_YOUR INSTRUCTIONS_
Nothing but the line holding "Return one point for each instance of the street" and the lines after it, through the end of the records, should be set down, each exactly as it is.

DATA FOR THE TASK below:

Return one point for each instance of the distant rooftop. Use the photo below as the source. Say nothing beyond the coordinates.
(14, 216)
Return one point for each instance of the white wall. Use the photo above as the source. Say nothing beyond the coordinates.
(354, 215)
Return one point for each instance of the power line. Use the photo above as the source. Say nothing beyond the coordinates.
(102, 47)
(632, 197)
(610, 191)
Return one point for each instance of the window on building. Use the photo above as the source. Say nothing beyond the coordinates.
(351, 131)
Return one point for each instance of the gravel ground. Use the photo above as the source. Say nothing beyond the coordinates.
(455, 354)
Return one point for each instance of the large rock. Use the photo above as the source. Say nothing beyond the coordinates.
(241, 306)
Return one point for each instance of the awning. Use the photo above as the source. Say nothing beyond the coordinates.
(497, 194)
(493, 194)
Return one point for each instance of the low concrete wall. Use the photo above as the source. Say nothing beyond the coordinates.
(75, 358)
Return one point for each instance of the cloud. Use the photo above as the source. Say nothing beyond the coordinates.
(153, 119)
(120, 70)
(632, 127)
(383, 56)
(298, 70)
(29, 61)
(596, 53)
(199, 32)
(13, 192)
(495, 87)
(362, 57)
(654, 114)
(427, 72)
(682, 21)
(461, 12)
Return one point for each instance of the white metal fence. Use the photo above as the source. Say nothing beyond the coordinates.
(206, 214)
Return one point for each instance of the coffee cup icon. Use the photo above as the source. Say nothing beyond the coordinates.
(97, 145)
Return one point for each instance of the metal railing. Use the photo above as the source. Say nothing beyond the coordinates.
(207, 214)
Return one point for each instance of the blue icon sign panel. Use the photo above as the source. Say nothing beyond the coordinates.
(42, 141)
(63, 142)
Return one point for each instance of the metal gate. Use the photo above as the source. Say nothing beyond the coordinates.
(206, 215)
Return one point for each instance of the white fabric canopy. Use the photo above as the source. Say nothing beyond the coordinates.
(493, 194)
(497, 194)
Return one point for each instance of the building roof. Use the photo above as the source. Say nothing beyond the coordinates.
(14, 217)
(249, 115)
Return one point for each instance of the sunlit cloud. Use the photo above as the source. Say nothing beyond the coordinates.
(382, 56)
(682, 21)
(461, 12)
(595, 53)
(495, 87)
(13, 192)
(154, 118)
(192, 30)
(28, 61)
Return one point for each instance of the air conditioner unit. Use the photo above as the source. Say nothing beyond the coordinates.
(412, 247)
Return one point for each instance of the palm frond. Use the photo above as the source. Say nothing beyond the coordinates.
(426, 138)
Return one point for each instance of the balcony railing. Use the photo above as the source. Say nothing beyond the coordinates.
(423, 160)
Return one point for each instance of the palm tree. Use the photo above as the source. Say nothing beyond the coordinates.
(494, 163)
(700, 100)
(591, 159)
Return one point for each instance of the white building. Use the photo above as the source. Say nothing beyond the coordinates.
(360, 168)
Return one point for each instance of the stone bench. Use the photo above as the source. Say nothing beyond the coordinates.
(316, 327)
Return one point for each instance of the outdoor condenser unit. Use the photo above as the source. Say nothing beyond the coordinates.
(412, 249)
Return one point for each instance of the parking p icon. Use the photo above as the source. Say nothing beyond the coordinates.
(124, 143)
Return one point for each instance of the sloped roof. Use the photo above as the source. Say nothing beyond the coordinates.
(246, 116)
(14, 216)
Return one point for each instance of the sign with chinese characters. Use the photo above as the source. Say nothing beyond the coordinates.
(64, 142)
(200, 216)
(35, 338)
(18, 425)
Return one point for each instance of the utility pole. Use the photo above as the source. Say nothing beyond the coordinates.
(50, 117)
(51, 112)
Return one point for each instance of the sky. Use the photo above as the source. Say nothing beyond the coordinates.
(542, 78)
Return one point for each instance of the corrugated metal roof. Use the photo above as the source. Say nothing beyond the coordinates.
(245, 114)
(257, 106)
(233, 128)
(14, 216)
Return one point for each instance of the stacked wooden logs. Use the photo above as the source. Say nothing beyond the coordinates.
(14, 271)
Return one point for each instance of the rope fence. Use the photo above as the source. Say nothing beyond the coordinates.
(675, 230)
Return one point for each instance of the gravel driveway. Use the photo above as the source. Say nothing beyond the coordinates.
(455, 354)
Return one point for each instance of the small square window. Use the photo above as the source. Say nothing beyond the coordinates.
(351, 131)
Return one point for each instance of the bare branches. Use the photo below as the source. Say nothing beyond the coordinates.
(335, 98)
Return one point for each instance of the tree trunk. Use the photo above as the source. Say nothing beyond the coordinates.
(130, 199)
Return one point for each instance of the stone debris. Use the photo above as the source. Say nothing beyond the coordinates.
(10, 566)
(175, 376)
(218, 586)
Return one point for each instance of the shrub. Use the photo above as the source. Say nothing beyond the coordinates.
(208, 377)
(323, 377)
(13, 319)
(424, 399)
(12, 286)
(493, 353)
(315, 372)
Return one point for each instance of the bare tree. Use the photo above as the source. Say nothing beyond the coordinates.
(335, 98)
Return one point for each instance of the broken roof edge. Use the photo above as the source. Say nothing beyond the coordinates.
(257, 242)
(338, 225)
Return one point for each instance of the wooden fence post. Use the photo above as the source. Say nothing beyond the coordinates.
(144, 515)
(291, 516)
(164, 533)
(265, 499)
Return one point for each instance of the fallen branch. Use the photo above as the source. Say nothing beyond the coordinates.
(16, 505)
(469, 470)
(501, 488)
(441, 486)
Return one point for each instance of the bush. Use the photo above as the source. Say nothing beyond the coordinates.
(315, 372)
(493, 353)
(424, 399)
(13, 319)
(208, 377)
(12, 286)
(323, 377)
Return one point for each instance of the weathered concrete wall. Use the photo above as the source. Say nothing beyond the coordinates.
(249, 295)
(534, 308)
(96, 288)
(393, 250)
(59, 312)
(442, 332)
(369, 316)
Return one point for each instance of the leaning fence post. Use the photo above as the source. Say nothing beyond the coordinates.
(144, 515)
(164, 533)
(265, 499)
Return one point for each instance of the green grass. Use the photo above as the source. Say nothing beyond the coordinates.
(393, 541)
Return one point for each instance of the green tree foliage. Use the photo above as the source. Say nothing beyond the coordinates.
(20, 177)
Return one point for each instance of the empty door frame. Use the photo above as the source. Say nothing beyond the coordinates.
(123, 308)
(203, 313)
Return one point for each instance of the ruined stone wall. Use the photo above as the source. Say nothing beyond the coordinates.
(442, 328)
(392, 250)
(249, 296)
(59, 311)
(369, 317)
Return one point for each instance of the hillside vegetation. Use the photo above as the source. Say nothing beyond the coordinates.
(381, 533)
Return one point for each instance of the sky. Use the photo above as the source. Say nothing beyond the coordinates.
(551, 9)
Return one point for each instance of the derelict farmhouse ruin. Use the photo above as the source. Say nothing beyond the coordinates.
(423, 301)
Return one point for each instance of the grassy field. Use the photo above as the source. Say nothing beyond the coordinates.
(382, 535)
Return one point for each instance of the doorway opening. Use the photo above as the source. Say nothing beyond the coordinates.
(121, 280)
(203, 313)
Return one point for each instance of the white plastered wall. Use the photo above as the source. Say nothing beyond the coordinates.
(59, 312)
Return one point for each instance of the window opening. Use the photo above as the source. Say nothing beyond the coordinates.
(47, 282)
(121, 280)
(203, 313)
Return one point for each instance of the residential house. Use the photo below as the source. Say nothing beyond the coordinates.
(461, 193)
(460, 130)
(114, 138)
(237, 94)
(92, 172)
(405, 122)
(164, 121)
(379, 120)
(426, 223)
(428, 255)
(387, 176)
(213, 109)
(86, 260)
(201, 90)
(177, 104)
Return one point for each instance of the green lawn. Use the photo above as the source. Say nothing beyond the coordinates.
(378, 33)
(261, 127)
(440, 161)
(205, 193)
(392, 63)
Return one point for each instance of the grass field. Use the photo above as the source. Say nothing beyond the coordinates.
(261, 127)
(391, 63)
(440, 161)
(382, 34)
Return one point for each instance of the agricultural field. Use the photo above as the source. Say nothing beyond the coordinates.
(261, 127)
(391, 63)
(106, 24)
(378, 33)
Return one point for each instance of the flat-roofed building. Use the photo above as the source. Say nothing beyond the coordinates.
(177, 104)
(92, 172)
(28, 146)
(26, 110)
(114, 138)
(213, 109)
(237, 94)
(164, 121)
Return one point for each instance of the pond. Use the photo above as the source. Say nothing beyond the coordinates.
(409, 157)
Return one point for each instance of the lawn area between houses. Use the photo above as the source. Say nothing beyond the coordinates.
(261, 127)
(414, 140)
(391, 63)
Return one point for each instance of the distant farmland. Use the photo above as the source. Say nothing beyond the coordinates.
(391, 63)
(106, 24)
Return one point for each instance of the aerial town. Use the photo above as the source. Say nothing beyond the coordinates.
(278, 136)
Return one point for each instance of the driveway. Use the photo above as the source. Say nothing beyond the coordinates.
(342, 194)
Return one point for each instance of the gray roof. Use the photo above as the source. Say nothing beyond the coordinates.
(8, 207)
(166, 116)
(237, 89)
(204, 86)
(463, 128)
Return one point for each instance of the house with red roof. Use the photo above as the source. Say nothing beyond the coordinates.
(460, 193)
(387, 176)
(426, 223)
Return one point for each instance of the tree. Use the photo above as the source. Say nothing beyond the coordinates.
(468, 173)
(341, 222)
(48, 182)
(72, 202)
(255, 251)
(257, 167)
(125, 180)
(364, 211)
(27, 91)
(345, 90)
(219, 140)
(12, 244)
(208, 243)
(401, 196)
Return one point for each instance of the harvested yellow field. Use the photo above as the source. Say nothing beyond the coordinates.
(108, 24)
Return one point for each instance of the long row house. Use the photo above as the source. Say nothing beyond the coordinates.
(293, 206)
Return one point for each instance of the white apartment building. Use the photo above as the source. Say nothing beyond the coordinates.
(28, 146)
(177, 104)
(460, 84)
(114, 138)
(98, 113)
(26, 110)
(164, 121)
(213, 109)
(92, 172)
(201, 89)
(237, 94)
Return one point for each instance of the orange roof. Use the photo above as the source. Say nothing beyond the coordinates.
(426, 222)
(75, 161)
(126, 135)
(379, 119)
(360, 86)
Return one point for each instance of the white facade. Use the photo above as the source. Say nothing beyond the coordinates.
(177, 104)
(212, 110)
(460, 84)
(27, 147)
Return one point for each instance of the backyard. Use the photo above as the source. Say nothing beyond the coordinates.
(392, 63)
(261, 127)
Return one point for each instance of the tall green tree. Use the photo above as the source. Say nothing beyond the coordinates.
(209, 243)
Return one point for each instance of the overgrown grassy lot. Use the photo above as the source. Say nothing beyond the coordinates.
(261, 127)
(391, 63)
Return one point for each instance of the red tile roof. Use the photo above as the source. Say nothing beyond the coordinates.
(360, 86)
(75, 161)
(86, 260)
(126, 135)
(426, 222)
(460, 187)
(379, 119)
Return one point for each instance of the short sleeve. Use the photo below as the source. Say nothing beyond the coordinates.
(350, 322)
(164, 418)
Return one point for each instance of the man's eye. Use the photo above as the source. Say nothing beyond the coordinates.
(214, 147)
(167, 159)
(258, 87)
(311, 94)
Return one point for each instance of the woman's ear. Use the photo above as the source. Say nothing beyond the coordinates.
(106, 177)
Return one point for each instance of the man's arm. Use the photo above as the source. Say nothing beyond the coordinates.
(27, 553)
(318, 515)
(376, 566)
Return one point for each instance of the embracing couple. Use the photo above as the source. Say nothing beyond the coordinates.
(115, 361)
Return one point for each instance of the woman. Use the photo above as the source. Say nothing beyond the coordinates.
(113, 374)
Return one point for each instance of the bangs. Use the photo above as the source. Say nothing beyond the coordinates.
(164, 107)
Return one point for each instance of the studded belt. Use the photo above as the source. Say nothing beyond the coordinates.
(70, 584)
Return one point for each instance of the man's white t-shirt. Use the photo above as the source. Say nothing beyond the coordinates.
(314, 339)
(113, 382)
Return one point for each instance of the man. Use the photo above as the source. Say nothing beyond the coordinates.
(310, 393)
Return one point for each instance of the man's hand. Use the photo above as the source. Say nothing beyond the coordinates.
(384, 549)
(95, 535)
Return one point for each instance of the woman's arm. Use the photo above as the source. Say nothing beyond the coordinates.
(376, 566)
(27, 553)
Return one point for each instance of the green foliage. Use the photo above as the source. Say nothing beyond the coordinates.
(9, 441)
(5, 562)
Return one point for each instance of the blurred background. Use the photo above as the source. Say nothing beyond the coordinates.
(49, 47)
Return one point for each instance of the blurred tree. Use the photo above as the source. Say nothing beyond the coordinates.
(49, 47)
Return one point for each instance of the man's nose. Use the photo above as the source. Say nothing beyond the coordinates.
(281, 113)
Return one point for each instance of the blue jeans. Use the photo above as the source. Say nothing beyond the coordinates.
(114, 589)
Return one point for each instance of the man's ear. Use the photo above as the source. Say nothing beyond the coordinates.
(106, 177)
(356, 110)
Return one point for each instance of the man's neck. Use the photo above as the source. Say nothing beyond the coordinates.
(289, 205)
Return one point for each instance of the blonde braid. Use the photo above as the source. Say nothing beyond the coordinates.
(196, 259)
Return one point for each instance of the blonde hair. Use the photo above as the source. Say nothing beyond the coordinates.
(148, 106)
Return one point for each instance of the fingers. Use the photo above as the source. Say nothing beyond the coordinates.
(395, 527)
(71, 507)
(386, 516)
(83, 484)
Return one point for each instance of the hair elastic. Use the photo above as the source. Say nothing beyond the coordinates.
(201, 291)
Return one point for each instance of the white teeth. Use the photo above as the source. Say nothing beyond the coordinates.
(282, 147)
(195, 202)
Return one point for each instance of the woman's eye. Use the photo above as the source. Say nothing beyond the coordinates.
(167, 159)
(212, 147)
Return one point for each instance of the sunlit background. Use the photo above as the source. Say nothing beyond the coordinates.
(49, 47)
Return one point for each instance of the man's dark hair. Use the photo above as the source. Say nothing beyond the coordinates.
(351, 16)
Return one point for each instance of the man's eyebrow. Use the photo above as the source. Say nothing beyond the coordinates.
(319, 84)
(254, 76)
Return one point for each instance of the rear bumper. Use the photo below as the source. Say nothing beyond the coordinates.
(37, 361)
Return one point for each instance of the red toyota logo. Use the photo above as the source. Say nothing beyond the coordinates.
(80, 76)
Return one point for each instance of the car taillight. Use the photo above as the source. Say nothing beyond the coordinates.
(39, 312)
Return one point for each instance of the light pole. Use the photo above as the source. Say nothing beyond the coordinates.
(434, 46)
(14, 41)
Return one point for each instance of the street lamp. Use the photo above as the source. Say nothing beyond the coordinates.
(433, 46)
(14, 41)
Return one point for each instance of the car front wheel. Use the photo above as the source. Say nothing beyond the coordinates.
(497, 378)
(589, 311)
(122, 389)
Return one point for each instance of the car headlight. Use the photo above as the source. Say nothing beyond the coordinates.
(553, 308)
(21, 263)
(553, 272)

End of DATA FOR THE TASK.

_COMPLETED TASK_
Return one point for each instance of the street lamp. Use the photo above as the source. Say nothing beyond the coordinates.
(433, 46)
(14, 41)
Return one point for each instance of the car front wheel. Use the photo above as the source. Say nothing beyond the coordinates.
(497, 378)
(589, 311)
(122, 389)
Return one point for each instance of the car headlight. Use the photo above as the source. Say nothing beyond the coordinates.
(553, 308)
(21, 263)
(553, 272)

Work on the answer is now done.